#### What this task involves:
What is needed here is every line of the records that includes "bare".

Data under study START

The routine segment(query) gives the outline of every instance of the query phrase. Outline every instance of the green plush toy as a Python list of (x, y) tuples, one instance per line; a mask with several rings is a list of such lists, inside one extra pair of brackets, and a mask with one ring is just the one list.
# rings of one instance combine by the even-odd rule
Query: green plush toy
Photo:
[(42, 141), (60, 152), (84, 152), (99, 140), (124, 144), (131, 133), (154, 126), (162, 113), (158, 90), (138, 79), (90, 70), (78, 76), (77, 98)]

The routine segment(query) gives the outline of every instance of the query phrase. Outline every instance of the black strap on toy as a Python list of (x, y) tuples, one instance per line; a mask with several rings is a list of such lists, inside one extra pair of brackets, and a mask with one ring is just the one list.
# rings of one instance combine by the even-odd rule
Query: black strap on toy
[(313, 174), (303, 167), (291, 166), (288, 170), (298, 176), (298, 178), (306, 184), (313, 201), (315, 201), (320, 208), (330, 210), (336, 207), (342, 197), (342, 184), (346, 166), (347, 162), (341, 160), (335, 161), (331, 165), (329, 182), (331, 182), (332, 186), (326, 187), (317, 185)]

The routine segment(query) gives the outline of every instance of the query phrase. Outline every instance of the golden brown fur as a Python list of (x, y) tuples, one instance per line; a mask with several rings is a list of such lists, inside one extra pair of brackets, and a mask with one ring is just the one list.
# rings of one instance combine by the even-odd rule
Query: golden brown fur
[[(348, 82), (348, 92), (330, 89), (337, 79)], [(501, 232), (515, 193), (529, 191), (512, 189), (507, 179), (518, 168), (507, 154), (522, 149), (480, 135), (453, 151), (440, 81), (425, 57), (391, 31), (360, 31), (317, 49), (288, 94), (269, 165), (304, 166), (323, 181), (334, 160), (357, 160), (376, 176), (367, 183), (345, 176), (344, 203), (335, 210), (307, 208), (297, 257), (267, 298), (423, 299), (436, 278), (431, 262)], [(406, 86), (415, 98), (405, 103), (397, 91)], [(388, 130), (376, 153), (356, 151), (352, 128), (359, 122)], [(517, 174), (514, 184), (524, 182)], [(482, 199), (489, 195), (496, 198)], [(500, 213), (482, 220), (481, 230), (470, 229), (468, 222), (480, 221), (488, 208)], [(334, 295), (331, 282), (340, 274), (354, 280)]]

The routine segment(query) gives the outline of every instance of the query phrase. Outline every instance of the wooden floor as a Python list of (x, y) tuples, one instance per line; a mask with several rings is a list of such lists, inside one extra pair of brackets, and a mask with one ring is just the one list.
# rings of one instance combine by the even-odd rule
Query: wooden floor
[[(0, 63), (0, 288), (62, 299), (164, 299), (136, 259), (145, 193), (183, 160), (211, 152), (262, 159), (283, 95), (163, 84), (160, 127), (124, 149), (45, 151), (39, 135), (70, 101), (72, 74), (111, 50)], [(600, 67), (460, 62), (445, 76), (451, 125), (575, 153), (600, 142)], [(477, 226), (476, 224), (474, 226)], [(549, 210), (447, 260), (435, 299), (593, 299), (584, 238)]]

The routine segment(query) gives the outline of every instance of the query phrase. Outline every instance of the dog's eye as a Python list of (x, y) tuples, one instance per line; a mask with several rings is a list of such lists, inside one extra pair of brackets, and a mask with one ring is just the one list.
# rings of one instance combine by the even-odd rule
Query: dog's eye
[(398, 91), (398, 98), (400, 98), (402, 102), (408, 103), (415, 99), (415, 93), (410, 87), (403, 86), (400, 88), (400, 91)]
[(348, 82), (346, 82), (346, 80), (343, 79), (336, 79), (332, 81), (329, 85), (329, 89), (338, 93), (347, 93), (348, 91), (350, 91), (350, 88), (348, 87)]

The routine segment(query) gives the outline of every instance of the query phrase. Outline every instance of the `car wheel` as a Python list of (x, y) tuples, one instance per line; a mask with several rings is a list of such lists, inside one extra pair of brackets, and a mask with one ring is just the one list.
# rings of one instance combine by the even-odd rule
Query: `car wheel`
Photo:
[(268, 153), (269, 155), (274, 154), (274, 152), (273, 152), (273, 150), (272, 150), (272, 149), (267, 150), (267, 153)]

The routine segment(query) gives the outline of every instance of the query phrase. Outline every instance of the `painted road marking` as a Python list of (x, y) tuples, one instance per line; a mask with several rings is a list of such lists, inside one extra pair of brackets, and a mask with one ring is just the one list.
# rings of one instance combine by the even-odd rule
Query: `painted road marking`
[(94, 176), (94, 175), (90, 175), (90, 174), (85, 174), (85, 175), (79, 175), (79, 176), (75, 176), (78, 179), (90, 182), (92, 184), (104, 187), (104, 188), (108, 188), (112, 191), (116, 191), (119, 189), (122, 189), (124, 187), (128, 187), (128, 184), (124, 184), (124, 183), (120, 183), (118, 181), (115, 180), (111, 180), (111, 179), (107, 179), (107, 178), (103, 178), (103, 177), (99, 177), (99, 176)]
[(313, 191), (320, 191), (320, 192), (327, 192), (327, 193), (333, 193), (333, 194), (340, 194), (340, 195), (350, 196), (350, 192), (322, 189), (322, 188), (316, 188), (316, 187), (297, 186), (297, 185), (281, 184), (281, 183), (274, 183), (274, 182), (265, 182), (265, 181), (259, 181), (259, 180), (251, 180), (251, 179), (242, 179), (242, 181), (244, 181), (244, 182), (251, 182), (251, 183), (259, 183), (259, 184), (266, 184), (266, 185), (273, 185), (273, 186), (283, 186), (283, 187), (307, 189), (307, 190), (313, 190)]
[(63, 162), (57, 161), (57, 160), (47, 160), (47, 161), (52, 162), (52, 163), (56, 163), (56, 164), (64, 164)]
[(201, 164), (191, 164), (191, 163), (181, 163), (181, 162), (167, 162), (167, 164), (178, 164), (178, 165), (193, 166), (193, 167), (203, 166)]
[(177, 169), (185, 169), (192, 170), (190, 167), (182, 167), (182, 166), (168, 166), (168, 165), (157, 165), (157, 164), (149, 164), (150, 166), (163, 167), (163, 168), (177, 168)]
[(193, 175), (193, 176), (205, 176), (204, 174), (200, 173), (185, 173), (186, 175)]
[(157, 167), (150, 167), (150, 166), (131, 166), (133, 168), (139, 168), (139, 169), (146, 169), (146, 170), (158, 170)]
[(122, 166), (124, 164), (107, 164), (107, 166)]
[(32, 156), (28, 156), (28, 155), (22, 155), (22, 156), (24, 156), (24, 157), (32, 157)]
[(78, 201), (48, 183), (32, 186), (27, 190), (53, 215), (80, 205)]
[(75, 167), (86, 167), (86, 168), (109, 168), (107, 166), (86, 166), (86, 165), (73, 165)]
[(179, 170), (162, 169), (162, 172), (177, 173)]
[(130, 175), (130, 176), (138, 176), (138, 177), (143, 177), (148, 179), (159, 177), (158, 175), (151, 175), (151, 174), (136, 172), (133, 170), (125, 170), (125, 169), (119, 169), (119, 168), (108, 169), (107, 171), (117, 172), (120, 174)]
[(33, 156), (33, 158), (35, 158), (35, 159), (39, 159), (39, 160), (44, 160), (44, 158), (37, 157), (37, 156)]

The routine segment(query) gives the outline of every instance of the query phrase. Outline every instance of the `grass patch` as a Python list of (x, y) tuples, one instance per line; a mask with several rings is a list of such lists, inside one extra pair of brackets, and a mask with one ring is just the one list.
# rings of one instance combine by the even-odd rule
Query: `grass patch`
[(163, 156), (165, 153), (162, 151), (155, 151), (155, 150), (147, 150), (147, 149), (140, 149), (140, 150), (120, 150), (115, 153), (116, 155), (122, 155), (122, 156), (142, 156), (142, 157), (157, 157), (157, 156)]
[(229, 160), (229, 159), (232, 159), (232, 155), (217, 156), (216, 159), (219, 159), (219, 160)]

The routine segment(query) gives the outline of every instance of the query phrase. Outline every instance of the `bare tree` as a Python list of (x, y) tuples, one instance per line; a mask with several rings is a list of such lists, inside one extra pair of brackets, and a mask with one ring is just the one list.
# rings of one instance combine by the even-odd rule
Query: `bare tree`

Data under study END

#### Written answer:
The routine segment(query) gives the outline of every instance of the query phrase. Outline every instance of the `bare tree` as a Python list of (x, y) tuples, one instance per line; a mask with several rings is a list of such lists, inside one extra pair of brackets, and a mask with one ring is just the one list.
Query: `bare tree`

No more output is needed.